_ASSIGNED TASK_.
Without changing a character, output all of the records.

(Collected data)
=== Section Start ===
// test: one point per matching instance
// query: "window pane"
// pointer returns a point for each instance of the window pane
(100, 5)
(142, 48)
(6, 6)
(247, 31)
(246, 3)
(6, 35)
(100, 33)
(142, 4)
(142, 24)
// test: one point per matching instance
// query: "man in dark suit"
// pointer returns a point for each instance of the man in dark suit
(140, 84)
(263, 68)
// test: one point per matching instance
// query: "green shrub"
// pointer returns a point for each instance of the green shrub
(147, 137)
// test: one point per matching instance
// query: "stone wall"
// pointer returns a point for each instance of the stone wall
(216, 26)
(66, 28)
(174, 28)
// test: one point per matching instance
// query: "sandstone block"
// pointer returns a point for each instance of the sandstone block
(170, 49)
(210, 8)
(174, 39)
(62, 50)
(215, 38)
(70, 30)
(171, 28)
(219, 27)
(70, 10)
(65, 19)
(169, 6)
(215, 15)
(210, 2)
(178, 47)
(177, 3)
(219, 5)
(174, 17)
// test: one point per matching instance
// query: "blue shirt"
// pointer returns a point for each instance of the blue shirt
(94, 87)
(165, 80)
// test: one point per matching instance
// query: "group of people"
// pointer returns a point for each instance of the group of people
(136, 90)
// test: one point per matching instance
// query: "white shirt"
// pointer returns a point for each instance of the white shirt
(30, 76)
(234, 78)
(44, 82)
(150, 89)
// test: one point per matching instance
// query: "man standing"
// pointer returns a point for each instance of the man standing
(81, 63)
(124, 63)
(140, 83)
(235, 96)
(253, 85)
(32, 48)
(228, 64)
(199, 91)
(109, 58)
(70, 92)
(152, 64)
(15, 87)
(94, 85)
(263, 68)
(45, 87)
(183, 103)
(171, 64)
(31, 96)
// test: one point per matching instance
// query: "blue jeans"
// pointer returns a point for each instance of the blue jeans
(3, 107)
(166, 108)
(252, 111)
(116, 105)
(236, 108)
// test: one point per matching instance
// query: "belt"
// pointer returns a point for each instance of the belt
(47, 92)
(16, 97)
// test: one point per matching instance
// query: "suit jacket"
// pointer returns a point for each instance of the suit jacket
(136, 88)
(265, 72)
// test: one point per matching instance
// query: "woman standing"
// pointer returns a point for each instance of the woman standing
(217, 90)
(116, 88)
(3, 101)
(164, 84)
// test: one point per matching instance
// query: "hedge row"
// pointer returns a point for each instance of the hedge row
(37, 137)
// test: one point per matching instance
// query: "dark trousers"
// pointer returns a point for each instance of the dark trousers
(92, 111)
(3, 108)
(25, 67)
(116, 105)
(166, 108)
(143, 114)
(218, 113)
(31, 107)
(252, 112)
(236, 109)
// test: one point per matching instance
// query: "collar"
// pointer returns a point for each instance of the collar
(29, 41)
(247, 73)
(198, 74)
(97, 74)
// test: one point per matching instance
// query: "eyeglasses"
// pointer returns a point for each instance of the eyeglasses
=== Section End ===
_OUTPUT FOR THIS EXERCISE_.
// test: one point per matching instance
// query: "window pane"
// pointer returns a point for each instance of the window pane
(100, 5)
(142, 48)
(6, 6)
(247, 31)
(246, 3)
(6, 35)
(100, 33)
(142, 4)
(142, 24)
// test: one point per matching instance
// query: "man in dark suit"
// pointer returns a point for each instance of the man in dark suit
(140, 84)
(263, 68)
// test: one point per matching instance
// query: "green shrub"
// pointer returns a point for each instance of the green shrub
(147, 137)
// test: one point per matching instance
// query: "stone wall"
// pointer returns a point for each instance of the stone wall
(216, 26)
(66, 28)
(174, 28)
// test: one point per matching instance
// query: "sandstone block"
// pointer returns a point for each instance of the sandstone block
(170, 49)
(210, 8)
(174, 39)
(62, 50)
(215, 38)
(70, 30)
(171, 28)
(219, 27)
(70, 10)
(65, 19)
(169, 6)
(215, 15)
(210, 2)
(178, 47)
(177, 3)
(219, 5)
(174, 17)
// test: one point per matching instance
// query: "blue shirt"
// pointer returns a point for each instance of the blue shirt
(94, 87)
(165, 80)
// test: one point per matching instance
// query: "group of people"
// pointer returns a point for each instance of the group of people
(136, 90)
// test: one point per matching instance
// query: "white shirt"
// pointer returns a point for each instance of the white shirt
(30, 76)
(234, 78)
(44, 82)
(150, 89)
// test: one point per matching instance
// query: "man standing"
// pointer returns a point for each instance of the man standing
(81, 63)
(124, 63)
(140, 83)
(235, 96)
(253, 85)
(32, 48)
(228, 64)
(199, 91)
(109, 58)
(70, 92)
(152, 64)
(15, 87)
(94, 85)
(263, 68)
(45, 87)
(183, 103)
(171, 64)
(31, 96)
// test: one point per matching instance
// query: "blue jeans"
// pointer returns a point for each instance of the blue jeans
(3, 107)
(166, 108)
(252, 111)
(116, 105)
(236, 108)
// test: one point per matching instance
// query: "belt"
// pointer returns a point for each instance of the belt
(47, 92)
(16, 97)
// test: one point per matching instance
// query: "suit jacket"
// pointer returns a point for each instance of the suit jacket
(136, 88)
(265, 72)
// test: one point per matching instance
// query: "woman standing"
// pointer returns a point for each instance of the woman standing
(217, 90)
(116, 88)
(3, 101)
(164, 84)
// test: one point per matching instance
// query: "hedge row"
// pointer returns a point for each instance of the hedge row
(37, 137)
// test: one point per matching instance
// query: "dark trousers"
// pointer returns a point for each instance of the dark trousers
(92, 111)
(3, 108)
(25, 67)
(116, 105)
(166, 108)
(143, 114)
(218, 113)
(31, 107)
(252, 112)
(236, 109)
// test: one point per matching instance
// query: "collar"
// pointer returns a point for each instance of the collar
(29, 41)
(247, 73)
(198, 74)
(97, 74)
// test: one point per matching instance
// query: "eyeglasses"
// pointer returns a point for each instance of the eyeglasses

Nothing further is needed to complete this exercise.